• **AIM**
Reproduce the part of the blog post about the "Daddy is a doofus" poem that opens with the words containing "It goes on to" and closes with "don’t think so.", changing "favourite" to "best-loved".

• **SUPPLIED PASSAGE**
Daddy is a doofus, a doofus, a doofus
Daddy is a doofus, a doofus because…

It goes on to ennumerate reasons why Daddy is a doofus including “belly like a burger” and “combs his hair with fingers”. I think that it would be fair to say that it’s probably not Mr. Waffle’s favourite poem.

Her: Daddy doesn’t like “Daddy is a doofus”.
Me: No, I don’t think so.
Her: It makes him go like this (sticks out lower lip).
Me: I see.
Her: But I say to him “Daddy, you’re not a doofus, all the other daddies are doofi.”

Childcare

27 March, 2006
Posted in: Twins

The boys are 6 months old today. I go back to work next Monday. I have put in place what are quite possibly the most elaborate childcare arrangements ever. I’m exhausted from planning and I haven’t even started work yet. Mind you, the “adaptation” at the creche has been just fine. They seem to love it. Whereas herself was miserable and clingy (as was I, I suppose) the boys and I are very relaxed about the whole thing. While they spend a couple of hours in the creche adapting, I go off and have a cup of tea and read the paper. I seem to remember that when the Princess was adapting I used to sit teary eyed and hunched over a cooling cup of tea counting the minutes until I could rescue her. It’s funny I go to the same café and I remember it as glum and cheerless and this time it seems fine really and the croissants are excellent. When I go to rescue the boys, they are invariably sunny, unlike herself who was almost always weeping. Do you think that children take their cue from their parents, then? Mind you, Breda O’Brien in the Irish Times, always anxious to make working parents feel happy, has an article this weekend wherein she states that her friend who worked “with children dying of Aids that they had contracted through Caeuscescu’s mad policy of blood tranfusions to ‘strengthen orphans [..] was reduced to tears by one Irish creche.” Thank you, Breda, that makes me feel a lot better.

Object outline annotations

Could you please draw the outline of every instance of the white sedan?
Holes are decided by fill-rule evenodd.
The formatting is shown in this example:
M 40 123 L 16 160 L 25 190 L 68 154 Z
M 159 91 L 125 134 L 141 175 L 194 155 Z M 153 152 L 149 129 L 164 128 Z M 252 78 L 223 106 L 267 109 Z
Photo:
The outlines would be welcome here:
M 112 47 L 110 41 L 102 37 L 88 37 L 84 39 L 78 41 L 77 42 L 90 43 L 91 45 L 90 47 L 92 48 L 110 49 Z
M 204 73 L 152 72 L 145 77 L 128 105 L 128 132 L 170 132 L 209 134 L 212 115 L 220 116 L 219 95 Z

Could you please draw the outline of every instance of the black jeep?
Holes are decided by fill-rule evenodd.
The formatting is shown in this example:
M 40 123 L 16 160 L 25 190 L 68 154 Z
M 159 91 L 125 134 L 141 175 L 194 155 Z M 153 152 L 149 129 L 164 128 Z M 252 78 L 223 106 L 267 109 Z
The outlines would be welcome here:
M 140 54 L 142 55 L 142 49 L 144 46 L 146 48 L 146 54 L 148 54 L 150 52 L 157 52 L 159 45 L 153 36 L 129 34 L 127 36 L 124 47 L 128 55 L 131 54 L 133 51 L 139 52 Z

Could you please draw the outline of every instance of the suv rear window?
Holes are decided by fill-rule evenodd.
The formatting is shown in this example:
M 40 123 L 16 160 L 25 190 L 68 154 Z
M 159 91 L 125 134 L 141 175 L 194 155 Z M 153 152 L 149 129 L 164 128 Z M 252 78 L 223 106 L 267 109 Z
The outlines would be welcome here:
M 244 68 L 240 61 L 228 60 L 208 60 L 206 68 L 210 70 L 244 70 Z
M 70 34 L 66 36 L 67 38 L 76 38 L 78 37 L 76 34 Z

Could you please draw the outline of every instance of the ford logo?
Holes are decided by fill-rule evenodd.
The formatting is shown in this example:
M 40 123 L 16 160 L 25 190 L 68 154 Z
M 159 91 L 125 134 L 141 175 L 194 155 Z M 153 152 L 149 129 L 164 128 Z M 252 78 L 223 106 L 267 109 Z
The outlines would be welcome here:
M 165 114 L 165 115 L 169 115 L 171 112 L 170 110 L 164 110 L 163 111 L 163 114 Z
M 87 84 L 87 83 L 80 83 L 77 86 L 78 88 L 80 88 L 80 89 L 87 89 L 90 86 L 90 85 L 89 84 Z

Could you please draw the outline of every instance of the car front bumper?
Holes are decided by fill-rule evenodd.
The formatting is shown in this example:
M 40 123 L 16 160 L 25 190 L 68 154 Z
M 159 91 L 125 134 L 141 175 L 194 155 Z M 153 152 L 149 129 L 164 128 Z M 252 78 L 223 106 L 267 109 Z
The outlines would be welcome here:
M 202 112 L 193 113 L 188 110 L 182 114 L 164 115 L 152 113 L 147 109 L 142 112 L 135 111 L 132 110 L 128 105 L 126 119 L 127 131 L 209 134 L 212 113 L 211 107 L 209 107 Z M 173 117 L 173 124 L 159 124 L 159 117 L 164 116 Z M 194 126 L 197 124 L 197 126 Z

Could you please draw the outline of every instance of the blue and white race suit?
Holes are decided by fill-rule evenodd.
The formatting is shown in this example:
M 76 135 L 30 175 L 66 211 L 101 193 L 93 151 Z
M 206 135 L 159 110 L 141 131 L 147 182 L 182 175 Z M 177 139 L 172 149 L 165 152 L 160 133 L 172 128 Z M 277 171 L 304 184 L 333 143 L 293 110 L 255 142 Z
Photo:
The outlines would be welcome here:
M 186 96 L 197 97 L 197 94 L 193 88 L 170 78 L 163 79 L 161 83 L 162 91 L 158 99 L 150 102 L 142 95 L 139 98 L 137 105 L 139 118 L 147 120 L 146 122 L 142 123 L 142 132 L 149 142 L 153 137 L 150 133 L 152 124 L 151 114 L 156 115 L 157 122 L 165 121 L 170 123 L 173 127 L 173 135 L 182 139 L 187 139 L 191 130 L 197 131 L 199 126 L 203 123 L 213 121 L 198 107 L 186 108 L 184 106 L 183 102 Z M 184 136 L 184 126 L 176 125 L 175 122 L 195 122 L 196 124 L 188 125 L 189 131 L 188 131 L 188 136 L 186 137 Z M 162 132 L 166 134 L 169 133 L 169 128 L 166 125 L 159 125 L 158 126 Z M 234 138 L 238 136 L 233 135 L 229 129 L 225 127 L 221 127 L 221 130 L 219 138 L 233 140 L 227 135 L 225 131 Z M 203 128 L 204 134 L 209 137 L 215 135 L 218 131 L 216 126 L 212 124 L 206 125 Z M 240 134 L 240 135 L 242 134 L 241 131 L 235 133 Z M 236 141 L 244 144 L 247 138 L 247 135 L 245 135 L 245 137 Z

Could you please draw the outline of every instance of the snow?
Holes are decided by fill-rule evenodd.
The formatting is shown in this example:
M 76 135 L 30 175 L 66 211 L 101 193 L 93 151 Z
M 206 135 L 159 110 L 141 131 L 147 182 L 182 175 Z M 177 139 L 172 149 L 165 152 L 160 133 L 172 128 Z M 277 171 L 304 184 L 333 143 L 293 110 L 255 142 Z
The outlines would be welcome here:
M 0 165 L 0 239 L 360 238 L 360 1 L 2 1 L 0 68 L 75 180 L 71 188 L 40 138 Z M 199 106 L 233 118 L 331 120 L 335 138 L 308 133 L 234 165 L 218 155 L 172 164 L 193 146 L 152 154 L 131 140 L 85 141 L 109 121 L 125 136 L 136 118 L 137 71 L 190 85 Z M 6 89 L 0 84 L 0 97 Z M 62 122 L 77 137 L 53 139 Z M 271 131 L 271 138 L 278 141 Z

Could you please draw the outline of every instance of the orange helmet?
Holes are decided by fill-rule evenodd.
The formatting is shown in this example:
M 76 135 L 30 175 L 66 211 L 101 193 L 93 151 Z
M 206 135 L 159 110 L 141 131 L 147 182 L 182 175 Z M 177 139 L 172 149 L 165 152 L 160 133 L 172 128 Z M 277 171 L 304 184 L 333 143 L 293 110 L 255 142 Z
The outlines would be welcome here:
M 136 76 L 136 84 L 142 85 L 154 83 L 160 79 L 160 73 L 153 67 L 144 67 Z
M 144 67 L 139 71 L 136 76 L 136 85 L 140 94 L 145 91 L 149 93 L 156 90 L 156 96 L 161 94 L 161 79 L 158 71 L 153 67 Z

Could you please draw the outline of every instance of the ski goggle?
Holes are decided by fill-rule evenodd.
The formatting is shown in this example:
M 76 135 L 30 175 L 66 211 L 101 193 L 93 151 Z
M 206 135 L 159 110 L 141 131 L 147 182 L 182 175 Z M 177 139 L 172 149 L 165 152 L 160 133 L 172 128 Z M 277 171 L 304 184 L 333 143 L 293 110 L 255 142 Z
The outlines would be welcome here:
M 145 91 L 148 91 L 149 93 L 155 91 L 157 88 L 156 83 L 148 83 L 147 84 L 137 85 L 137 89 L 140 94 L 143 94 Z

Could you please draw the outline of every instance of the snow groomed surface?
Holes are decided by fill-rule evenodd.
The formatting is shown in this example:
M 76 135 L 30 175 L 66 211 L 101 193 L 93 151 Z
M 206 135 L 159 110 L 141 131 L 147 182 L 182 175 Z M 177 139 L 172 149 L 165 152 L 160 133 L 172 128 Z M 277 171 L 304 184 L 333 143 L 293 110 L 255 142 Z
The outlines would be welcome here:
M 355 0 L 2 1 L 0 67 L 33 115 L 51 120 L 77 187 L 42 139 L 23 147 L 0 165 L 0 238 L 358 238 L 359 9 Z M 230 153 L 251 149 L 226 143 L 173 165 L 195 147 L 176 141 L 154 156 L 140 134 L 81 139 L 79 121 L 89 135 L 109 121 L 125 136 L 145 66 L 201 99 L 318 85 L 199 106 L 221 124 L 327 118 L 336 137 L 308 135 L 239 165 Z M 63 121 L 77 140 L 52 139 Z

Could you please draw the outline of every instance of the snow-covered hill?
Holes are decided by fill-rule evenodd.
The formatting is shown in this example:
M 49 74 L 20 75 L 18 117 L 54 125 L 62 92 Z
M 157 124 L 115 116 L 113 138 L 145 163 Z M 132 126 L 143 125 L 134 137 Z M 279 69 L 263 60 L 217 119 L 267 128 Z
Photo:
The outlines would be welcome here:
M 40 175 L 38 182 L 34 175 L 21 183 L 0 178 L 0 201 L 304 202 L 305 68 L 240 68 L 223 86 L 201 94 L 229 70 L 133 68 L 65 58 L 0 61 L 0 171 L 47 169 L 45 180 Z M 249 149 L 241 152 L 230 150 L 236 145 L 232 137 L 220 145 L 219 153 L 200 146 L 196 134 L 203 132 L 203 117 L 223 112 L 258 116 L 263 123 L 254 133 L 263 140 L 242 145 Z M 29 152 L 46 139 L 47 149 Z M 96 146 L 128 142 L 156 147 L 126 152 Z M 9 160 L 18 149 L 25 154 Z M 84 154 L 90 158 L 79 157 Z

• **TASK ANSWER**
It goes on to ennumerate reasons why Daddy is a doofus including “belly like a burger” and “combs his hair with fingers”. I think that it would be fair to say that it’s probably not Mr. Waffle’s best-loved poem.

Her: Daddy doesn’t like “Daddy is a doofus”.
Me: No, I don’t think so.